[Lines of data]
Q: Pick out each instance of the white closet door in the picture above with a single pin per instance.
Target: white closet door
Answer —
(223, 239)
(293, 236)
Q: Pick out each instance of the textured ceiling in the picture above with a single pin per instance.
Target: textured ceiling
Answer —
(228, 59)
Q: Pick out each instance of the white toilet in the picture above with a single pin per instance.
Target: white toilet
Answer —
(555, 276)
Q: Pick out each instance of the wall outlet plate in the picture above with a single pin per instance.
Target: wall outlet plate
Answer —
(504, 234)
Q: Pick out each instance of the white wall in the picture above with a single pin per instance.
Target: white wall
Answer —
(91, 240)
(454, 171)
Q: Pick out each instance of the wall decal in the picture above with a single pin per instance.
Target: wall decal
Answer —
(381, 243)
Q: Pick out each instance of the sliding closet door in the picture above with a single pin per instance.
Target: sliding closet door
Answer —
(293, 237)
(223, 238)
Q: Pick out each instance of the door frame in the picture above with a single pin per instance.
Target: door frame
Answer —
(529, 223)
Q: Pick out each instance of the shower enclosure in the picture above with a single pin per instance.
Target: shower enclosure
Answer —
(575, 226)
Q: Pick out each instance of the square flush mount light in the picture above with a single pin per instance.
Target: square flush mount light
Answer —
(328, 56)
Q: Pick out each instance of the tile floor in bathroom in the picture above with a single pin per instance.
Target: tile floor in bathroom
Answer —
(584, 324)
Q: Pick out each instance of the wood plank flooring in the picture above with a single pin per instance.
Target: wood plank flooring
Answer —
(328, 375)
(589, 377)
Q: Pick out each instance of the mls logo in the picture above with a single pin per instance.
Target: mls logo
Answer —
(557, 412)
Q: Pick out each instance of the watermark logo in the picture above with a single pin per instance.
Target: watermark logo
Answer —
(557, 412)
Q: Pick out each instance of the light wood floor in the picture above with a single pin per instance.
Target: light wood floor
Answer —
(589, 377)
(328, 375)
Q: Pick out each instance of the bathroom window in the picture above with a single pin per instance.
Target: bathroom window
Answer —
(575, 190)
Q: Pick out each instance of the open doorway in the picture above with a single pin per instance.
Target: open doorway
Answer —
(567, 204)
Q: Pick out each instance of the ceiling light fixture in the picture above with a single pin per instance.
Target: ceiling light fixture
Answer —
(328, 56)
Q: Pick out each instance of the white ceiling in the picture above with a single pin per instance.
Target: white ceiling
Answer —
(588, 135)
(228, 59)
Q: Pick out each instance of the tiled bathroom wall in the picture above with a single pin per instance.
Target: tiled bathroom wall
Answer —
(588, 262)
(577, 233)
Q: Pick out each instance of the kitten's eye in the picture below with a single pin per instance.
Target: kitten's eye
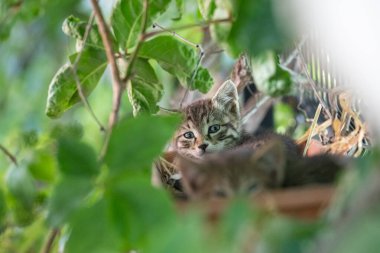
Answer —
(214, 128)
(188, 135)
(253, 187)
(220, 194)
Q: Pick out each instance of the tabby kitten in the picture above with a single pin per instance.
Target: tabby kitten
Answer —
(247, 170)
(210, 125)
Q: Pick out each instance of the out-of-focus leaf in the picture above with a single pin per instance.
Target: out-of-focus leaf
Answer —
(126, 19)
(284, 117)
(287, 236)
(169, 238)
(43, 165)
(76, 28)
(359, 235)
(255, 28)
(206, 8)
(3, 210)
(91, 231)
(178, 59)
(202, 80)
(145, 90)
(72, 130)
(77, 159)
(21, 185)
(68, 196)
(136, 142)
(270, 78)
(63, 92)
(137, 215)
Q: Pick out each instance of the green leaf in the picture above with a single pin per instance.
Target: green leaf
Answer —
(43, 166)
(126, 19)
(145, 90)
(91, 231)
(255, 27)
(179, 4)
(179, 59)
(76, 28)
(63, 92)
(67, 197)
(202, 80)
(3, 210)
(132, 213)
(21, 185)
(136, 142)
(269, 76)
(206, 8)
(77, 159)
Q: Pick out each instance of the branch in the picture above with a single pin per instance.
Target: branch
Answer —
(116, 81)
(10, 156)
(77, 81)
(139, 43)
(202, 24)
(49, 243)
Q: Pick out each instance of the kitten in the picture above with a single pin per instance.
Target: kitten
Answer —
(210, 125)
(247, 170)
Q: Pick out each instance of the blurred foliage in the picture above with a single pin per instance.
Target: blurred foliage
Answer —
(110, 206)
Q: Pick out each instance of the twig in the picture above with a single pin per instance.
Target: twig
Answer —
(264, 100)
(10, 156)
(49, 243)
(202, 24)
(77, 81)
(116, 81)
(118, 84)
(312, 127)
(313, 86)
(142, 38)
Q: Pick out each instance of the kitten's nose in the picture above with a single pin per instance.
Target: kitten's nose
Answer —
(203, 146)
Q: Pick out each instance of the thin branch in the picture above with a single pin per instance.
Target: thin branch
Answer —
(202, 24)
(77, 81)
(116, 81)
(142, 38)
(313, 86)
(118, 84)
(9, 154)
(50, 241)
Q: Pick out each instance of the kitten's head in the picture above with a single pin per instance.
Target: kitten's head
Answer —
(234, 172)
(211, 124)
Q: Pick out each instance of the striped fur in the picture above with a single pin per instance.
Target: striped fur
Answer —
(221, 112)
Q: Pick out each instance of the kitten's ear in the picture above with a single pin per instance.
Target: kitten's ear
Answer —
(193, 175)
(227, 98)
(271, 159)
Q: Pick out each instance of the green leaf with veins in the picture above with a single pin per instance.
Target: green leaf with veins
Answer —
(126, 19)
(76, 28)
(179, 59)
(136, 142)
(206, 8)
(63, 92)
(144, 90)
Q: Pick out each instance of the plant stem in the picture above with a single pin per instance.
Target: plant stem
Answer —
(9, 154)
(202, 24)
(77, 81)
(116, 81)
(50, 241)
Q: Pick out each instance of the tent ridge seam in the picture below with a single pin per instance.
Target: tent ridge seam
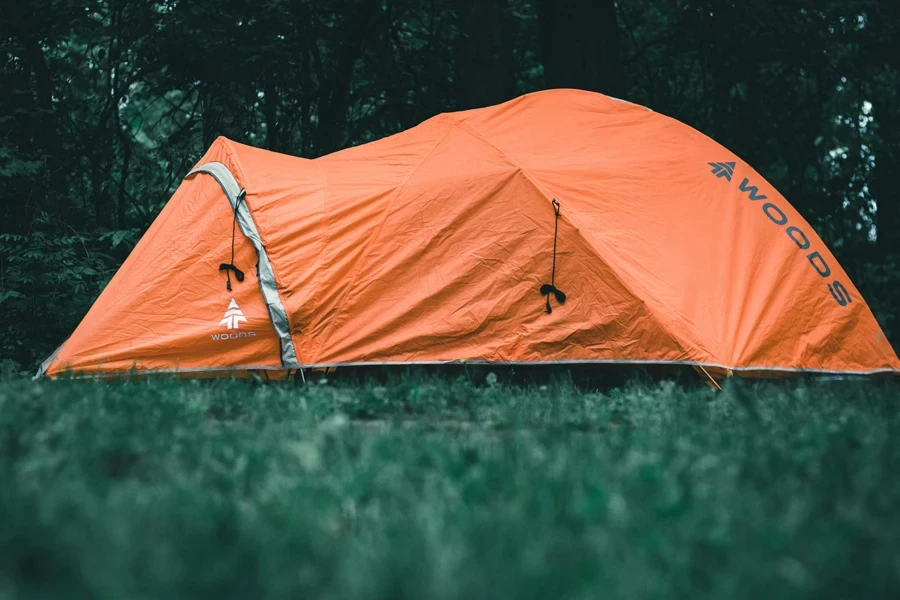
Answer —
(584, 233)
(268, 283)
(357, 269)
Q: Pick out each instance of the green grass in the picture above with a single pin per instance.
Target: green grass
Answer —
(428, 488)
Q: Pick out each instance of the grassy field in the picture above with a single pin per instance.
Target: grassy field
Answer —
(431, 488)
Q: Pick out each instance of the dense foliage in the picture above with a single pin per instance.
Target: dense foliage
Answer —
(436, 489)
(105, 104)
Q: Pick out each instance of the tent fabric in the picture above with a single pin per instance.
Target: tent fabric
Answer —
(431, 246)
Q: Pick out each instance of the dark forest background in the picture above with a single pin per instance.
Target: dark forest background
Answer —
(104, 106)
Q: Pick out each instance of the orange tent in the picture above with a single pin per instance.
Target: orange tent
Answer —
(560, 227)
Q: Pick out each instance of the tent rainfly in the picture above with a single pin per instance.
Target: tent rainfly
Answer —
(560, 227)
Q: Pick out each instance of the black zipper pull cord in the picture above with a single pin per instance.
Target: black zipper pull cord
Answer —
(550, 288)
(228, 267)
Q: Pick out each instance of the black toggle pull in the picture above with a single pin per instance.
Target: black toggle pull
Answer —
(550, 288)
(229, 267)
(239, 275)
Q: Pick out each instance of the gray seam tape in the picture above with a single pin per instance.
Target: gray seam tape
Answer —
(266, 276)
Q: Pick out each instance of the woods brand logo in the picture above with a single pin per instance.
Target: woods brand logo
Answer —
(725, 170)
(232, 320)
(778, 216)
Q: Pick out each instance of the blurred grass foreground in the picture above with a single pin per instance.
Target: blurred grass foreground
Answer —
(435, 488)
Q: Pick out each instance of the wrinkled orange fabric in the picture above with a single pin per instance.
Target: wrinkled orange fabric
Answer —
(431, 245)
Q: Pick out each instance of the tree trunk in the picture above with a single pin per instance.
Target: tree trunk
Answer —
(484, 71)
(580, 47)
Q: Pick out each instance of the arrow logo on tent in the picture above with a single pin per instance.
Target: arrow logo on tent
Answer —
(233, 316)
(725, 170)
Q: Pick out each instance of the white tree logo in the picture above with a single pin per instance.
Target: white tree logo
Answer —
(233, 316)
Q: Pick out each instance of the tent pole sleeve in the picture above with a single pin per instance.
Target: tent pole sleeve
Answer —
(267, 284)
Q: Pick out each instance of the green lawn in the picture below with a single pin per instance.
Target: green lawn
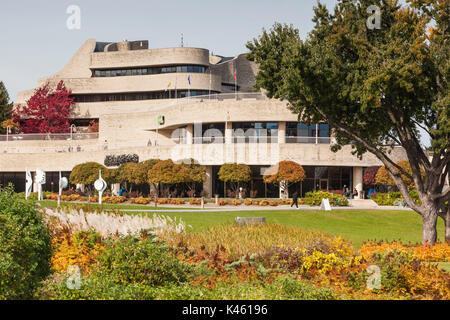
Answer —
(354, 225)
(53, 204)
(357, 226)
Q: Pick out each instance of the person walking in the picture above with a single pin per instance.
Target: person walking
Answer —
(295, 198)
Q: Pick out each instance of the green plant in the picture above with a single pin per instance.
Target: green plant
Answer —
(25, 246)
(140, 261)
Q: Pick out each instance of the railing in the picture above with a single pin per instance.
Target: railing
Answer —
(310, 140)
(49, 137)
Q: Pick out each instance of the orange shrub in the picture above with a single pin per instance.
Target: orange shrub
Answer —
(195, 201)
(236, 203)
(80, 249)
(438, 252)
(114, 200)
(264, 203)
(223, 203)
(163, 201)
(140, 200)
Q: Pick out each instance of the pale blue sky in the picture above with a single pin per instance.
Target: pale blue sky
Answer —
(36, 42)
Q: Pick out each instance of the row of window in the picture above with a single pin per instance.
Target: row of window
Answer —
(296, 129)
(169, 94)
(230, 87)
(148, 71)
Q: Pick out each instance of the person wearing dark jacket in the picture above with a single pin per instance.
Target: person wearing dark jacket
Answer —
(295, 198)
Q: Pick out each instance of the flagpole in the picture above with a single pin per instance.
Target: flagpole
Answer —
(235, 81)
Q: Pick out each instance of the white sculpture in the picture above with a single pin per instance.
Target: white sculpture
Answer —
(28, 184)
(100, 185)
(40, 180)
(325, 205)
(63, 183)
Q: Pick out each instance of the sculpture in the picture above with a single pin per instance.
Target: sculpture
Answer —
(100, 185)
(63, 183)
(40, 180)
(28, 184)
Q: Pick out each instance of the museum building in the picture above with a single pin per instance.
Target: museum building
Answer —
(178, 103)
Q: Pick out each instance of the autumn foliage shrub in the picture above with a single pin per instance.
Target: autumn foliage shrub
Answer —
(315, 198)
(25, 246)
(79, 249)
(195, 201)
(140, 200)
(236, 203)
(438, 252)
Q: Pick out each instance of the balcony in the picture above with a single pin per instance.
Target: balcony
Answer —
(49, 137)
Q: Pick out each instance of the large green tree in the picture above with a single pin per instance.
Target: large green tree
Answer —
(235, 174)
(375, 87)
(5, 107)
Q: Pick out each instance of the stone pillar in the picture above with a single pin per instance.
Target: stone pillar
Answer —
(281, 132)
(358, 180)
(35, 185)
(123, 46)
(229, 133)
(284, 190)
(190, 134)
(207, 185)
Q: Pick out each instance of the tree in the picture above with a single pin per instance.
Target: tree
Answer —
(375, 88)
(235, 174)
(47, 111)
(195, 173)
(383, 176)
(5, 107)
(87, 173)
(285, 173)
(143, 170)
(129, 172)
(369, 178)
(167, 172)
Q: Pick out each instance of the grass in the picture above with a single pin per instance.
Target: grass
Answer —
(356, 226)
(106, 206)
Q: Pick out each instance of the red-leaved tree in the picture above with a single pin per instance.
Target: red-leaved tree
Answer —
(370, 176)
(47, 111)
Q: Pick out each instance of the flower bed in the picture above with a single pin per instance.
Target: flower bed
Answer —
(315, 199)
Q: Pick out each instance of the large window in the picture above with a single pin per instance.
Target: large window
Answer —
(169, 94)
(245, 132)
(297, 132)
(148, 71)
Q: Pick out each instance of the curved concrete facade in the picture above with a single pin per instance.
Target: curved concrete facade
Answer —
(132, 126)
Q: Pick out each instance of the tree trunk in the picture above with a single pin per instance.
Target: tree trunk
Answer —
(429, 221)
(446, 217)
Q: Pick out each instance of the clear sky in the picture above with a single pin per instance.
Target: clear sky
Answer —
(35, 40)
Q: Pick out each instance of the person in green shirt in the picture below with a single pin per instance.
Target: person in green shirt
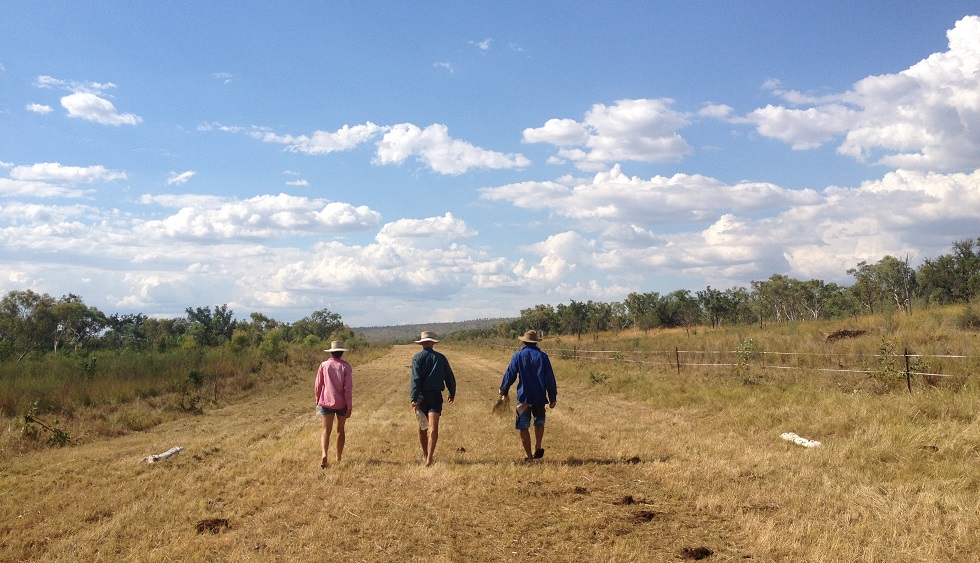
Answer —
(431, 374)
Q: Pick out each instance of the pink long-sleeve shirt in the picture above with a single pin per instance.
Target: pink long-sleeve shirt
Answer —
(334, 384)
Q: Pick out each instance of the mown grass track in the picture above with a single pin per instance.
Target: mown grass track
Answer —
(623, 479)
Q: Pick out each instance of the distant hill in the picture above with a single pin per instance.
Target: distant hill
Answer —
(412, 332)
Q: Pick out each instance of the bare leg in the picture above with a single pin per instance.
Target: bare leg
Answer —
(526, 442)
(325, 437)
(424, 442)
(433, 437)
(341, 436)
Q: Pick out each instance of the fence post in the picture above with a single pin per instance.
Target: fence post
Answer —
(908, 372)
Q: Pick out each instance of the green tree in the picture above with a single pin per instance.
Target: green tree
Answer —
(77, 323)
(27, 322)
(320, 323)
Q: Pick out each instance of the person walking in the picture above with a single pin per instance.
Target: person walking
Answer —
(431, 374)
(334, 388)
(536, 387)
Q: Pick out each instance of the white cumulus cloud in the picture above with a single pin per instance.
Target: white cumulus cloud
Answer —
(181, 178)
(440, 152)
(924, 118)
(643, 130)
(90, 107)
(53, 171)
(39, 108)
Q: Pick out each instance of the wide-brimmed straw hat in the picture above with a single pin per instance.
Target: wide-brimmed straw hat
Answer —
(530, 336)
(427, 337)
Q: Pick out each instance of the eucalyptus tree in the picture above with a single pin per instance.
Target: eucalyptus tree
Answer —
(27, 323)
(954, 277)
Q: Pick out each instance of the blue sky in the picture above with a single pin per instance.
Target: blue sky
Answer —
(398, 163)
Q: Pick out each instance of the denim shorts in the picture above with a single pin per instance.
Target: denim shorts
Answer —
(431, 401)
(524, 414)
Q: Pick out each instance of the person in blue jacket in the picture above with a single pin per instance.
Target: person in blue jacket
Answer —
(431, 374)
(536, 387)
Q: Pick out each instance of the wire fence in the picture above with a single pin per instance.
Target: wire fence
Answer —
(906, 363)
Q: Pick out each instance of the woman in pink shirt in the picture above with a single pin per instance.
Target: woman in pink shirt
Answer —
(334, 396)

— Short exercise —
Give back, unchanged, every line from the one with "Q: Pick out each instance of the distant" to the end of the entries above.

— Correct result —
Q: Pick out each instance of the distant hill in the picture above with a single pin per instance.
Target: distant hill
Answer —
(412, 332)
Q: Pick out each instance of the bare leg in the picture above with a single pin per instance.
Target: bare leg
Answer —
(526, 442)
(325, 437)
(424, 442)
(433, 437)
(341, 436)
Q: Pick out each instance of the fence post in the picture above with a single pin per instance.
Target: fence post
Answer —
(908, 372)
Q: Pick out each instance of the green tree in the picture above with a single pin per instance.
Target: green tree
Answer —
(77, 323)
(27, 322)
(320, 323)
Q: Pick out each instance of the person walking in the picture above with a single pin per instance.
Target: person walking
Answer —
(431, 374)
(334, 388)
(536, 387)
Q: Pick out each instance of the white cumulus cloud in the picture above with a single pin per instance.
Target: white cumulus cloud
Answer —
(181, 178)
(440, 152)
(924, 118)
(643, 130)
(90, 107)
(53, 171)
(39, 108)
Q: Pick out each instance of the wide-brimmed straw hat in the picture above with a single pin per instance.
Target: wide-brimmed straw hat
Answer —
(530, 336)
(427, 337)
Q: Pick out each instance of the eucalyptus tree in the picture above with a single pin per instance.
Target: eucalyptus tree
Answer —
(27, 323)
(954, 277)
Q: Pick out each instance of the blue sky in the picture above with a single pin per instance.
Target: blue sky
Answer —
(398, 163)
Q: Pick out each instance of the denim shorts in the picture above with a single pin per instance.
Target: denim shorts
Answer —
(431, 401)
(524, 414)
Q: Pick out each instance of the person in blue jacket in the picture above with a single pin per instance.
Target: person in blue jacket
Answer —
(431, 374)
(536, 387)
Q: Pick out each instance of the wire fence in the picture above with a single pin per instance.
Target: wire fence
Answer —
(906, 363)
Q: Pick out each instance of the woman in pink shirt in the picture above with a single pin per instance.
Target: woman in pink shirt
Answer —
(334, 396)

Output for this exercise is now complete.